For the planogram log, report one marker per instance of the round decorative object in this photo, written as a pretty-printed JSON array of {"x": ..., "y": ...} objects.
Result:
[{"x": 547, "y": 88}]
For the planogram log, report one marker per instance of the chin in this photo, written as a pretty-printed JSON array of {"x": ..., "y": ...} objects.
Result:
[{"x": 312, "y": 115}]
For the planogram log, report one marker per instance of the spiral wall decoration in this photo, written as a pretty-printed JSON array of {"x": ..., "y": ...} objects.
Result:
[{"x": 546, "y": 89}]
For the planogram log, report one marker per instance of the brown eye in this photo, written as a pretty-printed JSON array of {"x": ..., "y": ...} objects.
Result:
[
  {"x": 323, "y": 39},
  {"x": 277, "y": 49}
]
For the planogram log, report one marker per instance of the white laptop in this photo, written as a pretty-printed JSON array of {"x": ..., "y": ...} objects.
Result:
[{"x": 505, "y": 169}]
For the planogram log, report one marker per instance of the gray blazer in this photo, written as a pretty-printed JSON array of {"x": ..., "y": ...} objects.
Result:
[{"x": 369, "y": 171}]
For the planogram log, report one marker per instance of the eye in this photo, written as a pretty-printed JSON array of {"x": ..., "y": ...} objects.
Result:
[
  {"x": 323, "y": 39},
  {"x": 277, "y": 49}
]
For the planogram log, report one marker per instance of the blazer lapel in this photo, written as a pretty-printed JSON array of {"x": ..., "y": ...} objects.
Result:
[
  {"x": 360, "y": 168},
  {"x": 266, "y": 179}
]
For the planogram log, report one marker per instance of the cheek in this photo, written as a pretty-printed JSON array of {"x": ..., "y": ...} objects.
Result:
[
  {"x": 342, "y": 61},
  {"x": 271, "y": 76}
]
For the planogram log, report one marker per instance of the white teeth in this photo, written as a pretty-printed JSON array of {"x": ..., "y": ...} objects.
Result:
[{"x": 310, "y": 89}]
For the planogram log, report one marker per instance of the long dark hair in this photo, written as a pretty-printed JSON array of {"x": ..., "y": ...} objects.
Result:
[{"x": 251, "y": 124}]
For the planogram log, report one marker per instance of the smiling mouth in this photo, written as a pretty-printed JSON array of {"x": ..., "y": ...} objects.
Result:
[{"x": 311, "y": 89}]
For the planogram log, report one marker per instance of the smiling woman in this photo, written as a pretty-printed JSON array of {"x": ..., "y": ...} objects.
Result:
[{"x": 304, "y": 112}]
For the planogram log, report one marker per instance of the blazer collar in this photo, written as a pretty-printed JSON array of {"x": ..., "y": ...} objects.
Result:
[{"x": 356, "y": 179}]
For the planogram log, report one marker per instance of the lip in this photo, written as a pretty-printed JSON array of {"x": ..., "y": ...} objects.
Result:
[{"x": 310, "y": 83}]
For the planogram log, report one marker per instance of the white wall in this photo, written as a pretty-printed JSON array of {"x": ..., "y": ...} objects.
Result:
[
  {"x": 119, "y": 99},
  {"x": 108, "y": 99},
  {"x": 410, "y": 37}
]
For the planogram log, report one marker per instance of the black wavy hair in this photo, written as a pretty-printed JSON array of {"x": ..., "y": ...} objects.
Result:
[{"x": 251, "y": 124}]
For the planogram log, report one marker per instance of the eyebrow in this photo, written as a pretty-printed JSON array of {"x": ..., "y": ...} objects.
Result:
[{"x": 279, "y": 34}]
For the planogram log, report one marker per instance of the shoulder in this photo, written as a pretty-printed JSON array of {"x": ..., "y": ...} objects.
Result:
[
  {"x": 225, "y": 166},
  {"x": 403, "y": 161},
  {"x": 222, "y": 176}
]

- - - - -

DIRECTIONS:
Copy out each record word for word.

SOLUTION:
For the planogram log, report one marker per instance of the round decorative object in this photo, written as a pretty-printed JSON array of {"x": ..., "y": ...} objects.
Result:
[{"x": 547, "y": 88}]
For the planogram log, report one marker per instance of the chin in this photo, written as a pretty-printed JSON array of {"x": ..., "y": ...} objects.
Result:
[{"x": 312, "y": 115}]
For the planogram log, report one marker per instance of the spiral wall decoration in this photo, written as a pretty-printed JSON array of {"x": ..., "y": ...} objects.
Result:
[{"x": 546, "y": 89}]
For the planogram log, report one marker per instance of the brown eye in this photo, written as a pretty-printed JSON array of {"x": ..., "y": ...} objects.
Result:
[
  {"x": 323, "y": 39},
  {"x": 277, "y": 49}
]
For the planogram log, report one marker per instance of the white laptop in this photo, written as a pretty-printed JSON array of {"x": ..., "y": ...} objects.
Result:
[{"x": 505, "y": 169}]
For the planogram log, report one marker per instance of the gray blazer in this photo, written as a pretty-printed JSON array of {"x": ..., "y": ...} objects.
Result:
[{"x": 369, "y": 171}]
For the planogram log, report one marker per instance of the eye in this photo, written as a pretty-printed JSON array of {"x": ..., "y": ...} objects.
Result:
[
  {"x": 323, "y": 39},
  {"x": 277, "y": 49}
]
For the planogram log, report one marker per instance of the blazer lapel in this photo, written as a pretty-printed JSON array of {"x": ..., "y": ...} objects.
Result:
[
  {"x": 360, "y": 168},
  {"x": 266, "y": 179}
]
For the planogram log, report one marker per instance of the cheek in this photo, written as a pretty-printed JSON array of {"x": ..., "y": ...} objects.
Result:
[
  {"x": 342, "y": 61},
  {"x": 271, "y": 76}
]
For the planogram log, report one marker per instance of the white teeth in this photo, written as a pretty-printed JSON array of {"x": ..., "y": ...} objects.
Result:
[{"x": 310, "y": 89}]
For the planogram log, report one marker per instance of the long dark hair in this photo, written as a pretty-printed JSON array of {"x": ..., "y": ...} objects.
Result:
[{"x": 251, "y": 124}]
For the planogram log, report one marker per instance of the smiling mouth in this photo, written as a pretty-printed JSON array of {"x": ..., "y": ...} objects.
Result:
[{"x": 311, "y": 89}]
For the planogram log, report one marker per instance of the smiling woman in this photo, written as a pretty-printed JSON array of {"x": ..., "y": ...} objects.
Result:
[{"x": 304, "y": 112}]
For the planogram log, report one marker per instance of the blazer collar in this photo, written as a pretty-printed JSON array of {"x": ..., "y": ...} objects.
Result:
[{"x": 356, "y": 179}]
For the planogram log, report one marker per instance of the lip in this photo, written as a pretty-printed JSON array of {"x": ..., "y": ...} objects.
Result:
[{"x": 310, "y": 83}]
For the planogram log, report one marker per instance of the white wall in this photo, written as a pretty-printed JSON array of {"x": ..., "y": ...} objects.
Result:
[
  {"x": 119, "y": 99},
  {"x": 108, "y": 99},
  {"x": 410, "y": 37}
]
For the planogram log, report one marker per instance of the black wavy hair in this photo, written as a pretty-printed JSON array of {"x": ..., "y": ...} objects.
Result:
[{"x": 251, "y": 124}]
For the planogram log, report one marker per instance of the eyebrow in this photo, written as a pretty-printed JSON array of {"x": ..., "y": ...} objects.
Result:
[{"x": 279, "y": 34}]
For the planogram log, report one marker per instance of the shoulder in this photo, written as a pretty-printed JSON array of {"x": ..., "y": ...} objects.
Result:
[
  {"x": 225, "y": 166},
  {"x": 403, "y": 161},
  {"x": 222, "y": 176}
]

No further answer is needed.